→ Problem details: Gather every line in the entries below that contains the string "neck", and list each one in its entirety.

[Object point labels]

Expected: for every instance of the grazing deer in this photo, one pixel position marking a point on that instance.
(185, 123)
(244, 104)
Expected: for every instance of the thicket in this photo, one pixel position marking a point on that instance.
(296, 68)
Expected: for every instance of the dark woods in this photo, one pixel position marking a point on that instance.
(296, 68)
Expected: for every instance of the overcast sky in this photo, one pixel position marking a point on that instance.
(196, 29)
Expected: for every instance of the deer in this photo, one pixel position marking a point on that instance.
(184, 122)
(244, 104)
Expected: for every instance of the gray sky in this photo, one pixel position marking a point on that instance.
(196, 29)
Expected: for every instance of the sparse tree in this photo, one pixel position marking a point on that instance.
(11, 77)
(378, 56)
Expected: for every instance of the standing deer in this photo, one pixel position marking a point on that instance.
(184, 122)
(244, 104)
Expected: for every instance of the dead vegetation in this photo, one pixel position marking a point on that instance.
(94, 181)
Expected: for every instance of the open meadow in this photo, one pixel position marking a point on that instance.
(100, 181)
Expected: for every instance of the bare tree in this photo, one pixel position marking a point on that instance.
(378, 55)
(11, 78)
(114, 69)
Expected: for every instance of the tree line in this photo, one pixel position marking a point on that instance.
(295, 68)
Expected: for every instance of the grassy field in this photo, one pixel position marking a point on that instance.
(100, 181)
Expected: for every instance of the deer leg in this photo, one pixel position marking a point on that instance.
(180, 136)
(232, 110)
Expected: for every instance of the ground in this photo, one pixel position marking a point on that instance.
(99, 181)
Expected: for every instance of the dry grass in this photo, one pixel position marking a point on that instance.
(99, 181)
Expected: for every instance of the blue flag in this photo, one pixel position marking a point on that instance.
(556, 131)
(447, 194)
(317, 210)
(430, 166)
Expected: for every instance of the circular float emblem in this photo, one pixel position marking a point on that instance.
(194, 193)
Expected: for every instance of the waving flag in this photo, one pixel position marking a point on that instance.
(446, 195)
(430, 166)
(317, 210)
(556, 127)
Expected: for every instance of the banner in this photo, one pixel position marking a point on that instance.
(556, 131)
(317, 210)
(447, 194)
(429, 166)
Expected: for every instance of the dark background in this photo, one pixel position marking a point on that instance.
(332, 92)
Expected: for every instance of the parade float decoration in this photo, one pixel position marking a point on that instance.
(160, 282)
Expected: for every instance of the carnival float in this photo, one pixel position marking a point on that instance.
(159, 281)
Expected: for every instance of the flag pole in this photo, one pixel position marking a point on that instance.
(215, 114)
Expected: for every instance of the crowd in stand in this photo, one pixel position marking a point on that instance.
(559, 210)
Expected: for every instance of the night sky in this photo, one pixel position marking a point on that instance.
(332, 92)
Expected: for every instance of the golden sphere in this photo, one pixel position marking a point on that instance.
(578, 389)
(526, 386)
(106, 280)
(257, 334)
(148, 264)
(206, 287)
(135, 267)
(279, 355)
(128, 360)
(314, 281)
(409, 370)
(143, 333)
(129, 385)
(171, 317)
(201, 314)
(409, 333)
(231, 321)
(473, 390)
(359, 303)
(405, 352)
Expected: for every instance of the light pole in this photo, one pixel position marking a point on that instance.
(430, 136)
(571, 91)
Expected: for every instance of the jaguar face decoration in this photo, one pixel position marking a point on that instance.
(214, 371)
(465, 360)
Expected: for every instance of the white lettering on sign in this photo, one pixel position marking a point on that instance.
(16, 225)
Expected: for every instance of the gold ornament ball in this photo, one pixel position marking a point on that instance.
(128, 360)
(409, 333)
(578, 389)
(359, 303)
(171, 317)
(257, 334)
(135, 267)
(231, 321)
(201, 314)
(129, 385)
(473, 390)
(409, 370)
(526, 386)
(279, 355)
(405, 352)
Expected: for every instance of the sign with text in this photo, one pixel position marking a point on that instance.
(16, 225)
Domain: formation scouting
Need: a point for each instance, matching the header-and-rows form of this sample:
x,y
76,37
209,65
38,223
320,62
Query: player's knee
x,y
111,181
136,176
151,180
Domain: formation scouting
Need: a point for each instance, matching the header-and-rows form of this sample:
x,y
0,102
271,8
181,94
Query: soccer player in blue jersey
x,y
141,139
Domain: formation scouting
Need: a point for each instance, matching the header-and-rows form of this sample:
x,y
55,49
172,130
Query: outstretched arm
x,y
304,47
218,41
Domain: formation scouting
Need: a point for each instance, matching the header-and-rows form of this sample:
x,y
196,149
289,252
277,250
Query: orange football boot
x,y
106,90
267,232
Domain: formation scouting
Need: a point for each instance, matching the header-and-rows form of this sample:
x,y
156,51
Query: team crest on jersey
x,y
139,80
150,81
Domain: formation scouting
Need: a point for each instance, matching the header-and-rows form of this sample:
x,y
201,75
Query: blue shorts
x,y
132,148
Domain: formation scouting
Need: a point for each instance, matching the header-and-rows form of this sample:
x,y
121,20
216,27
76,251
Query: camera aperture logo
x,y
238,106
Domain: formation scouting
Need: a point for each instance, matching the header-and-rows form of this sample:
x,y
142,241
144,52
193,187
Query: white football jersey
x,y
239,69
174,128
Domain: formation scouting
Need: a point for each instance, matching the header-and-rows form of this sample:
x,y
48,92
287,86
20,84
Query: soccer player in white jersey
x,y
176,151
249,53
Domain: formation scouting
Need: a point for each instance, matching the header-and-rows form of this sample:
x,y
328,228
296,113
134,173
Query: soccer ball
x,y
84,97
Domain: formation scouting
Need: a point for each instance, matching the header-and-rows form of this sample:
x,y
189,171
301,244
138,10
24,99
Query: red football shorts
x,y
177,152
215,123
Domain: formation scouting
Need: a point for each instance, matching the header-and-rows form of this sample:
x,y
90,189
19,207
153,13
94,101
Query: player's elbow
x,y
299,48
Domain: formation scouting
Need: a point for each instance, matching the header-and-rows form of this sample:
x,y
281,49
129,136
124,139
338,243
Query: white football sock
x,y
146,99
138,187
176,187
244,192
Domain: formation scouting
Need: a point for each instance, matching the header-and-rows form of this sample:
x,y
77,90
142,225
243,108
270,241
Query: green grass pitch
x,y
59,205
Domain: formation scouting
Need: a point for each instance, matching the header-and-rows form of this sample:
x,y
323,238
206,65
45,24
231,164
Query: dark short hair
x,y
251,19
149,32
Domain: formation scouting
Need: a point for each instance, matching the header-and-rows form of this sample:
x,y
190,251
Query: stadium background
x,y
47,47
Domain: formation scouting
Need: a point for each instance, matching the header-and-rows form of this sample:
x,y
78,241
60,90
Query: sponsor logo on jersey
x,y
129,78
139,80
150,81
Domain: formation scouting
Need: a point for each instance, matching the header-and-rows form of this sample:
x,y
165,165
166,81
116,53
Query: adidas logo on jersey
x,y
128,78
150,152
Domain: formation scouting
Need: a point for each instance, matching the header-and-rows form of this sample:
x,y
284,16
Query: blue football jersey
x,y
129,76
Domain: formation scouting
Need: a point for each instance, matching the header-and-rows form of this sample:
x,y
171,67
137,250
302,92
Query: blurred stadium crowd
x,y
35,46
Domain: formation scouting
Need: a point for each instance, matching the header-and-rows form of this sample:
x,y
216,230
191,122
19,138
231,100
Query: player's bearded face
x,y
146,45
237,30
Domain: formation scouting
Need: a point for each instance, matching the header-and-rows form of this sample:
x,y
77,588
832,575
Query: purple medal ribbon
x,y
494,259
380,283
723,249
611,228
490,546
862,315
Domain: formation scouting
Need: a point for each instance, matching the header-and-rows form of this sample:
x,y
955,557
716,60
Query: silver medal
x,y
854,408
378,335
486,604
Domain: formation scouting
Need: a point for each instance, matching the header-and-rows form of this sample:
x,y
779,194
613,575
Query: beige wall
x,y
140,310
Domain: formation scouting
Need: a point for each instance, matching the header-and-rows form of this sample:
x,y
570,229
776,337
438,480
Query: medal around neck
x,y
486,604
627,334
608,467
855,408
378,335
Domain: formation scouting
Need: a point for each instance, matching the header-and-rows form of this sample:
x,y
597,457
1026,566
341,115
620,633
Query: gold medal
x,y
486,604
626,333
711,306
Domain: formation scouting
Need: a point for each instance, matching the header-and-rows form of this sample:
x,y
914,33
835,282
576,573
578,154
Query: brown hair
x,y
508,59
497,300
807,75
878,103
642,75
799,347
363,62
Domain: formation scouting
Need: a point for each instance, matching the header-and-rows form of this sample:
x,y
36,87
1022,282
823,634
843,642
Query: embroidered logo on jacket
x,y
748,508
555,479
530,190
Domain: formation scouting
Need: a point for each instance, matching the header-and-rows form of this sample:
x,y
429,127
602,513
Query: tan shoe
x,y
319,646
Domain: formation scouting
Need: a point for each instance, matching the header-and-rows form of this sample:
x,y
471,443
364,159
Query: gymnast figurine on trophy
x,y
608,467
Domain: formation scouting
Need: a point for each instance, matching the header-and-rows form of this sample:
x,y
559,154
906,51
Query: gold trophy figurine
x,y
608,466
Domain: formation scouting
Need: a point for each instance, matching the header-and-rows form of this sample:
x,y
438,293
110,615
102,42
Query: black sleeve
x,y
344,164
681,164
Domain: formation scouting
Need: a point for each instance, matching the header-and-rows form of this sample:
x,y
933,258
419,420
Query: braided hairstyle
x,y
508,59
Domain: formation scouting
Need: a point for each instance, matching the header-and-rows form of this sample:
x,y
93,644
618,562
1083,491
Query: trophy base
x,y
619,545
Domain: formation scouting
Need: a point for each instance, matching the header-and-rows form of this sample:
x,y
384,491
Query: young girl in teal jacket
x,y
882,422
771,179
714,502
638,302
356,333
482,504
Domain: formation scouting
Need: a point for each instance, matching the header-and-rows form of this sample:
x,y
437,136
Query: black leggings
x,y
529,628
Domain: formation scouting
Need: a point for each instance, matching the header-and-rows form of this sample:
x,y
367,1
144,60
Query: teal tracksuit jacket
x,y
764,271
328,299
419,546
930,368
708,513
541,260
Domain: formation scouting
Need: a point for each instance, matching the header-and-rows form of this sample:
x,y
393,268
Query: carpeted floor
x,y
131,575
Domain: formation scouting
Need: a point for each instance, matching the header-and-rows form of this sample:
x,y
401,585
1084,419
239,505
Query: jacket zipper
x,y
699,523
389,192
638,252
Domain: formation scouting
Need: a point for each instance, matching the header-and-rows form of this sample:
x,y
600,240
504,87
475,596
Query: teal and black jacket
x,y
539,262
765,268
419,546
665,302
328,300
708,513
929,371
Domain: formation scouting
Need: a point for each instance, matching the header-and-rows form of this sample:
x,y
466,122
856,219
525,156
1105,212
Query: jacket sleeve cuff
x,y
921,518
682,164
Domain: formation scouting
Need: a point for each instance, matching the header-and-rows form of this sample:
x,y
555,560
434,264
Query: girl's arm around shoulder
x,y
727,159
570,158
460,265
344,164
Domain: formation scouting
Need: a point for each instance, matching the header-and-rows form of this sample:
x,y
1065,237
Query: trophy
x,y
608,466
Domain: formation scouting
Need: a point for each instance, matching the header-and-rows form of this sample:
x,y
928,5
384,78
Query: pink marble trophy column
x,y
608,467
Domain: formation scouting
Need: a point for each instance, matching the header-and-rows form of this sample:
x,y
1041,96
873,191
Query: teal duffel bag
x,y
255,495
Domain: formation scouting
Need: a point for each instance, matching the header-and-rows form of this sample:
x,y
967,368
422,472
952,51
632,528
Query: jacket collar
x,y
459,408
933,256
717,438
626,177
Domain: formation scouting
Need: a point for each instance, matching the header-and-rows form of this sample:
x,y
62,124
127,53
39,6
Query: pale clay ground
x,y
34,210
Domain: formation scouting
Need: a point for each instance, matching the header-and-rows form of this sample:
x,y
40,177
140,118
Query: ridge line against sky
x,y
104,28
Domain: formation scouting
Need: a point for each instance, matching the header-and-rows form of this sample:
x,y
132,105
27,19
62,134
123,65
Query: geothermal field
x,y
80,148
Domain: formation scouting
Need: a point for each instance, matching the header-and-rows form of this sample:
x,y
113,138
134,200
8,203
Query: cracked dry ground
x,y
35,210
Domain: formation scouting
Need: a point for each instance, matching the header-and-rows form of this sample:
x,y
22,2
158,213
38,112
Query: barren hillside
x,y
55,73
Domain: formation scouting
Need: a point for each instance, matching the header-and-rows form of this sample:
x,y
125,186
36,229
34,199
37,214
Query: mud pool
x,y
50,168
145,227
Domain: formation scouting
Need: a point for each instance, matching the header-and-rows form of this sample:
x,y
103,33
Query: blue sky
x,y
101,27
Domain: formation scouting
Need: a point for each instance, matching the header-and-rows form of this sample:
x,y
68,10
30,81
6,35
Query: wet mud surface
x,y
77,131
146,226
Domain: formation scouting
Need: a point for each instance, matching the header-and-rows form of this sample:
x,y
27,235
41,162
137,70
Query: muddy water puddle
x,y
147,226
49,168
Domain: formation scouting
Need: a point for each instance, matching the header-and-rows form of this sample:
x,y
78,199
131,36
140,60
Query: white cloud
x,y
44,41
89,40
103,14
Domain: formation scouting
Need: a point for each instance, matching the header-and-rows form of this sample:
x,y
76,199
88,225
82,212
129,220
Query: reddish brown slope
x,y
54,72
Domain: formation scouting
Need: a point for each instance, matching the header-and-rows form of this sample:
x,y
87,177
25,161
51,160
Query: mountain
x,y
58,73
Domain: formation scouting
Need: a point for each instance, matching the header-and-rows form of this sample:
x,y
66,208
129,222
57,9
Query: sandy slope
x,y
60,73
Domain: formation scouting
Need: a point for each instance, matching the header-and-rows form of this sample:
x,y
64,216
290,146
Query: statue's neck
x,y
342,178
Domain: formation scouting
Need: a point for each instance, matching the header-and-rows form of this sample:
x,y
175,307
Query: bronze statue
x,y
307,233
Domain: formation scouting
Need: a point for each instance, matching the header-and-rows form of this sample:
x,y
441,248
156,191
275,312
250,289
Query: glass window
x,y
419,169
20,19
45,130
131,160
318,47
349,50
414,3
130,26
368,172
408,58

→ Right answer:
Query: medal around neck
Query: statue's neck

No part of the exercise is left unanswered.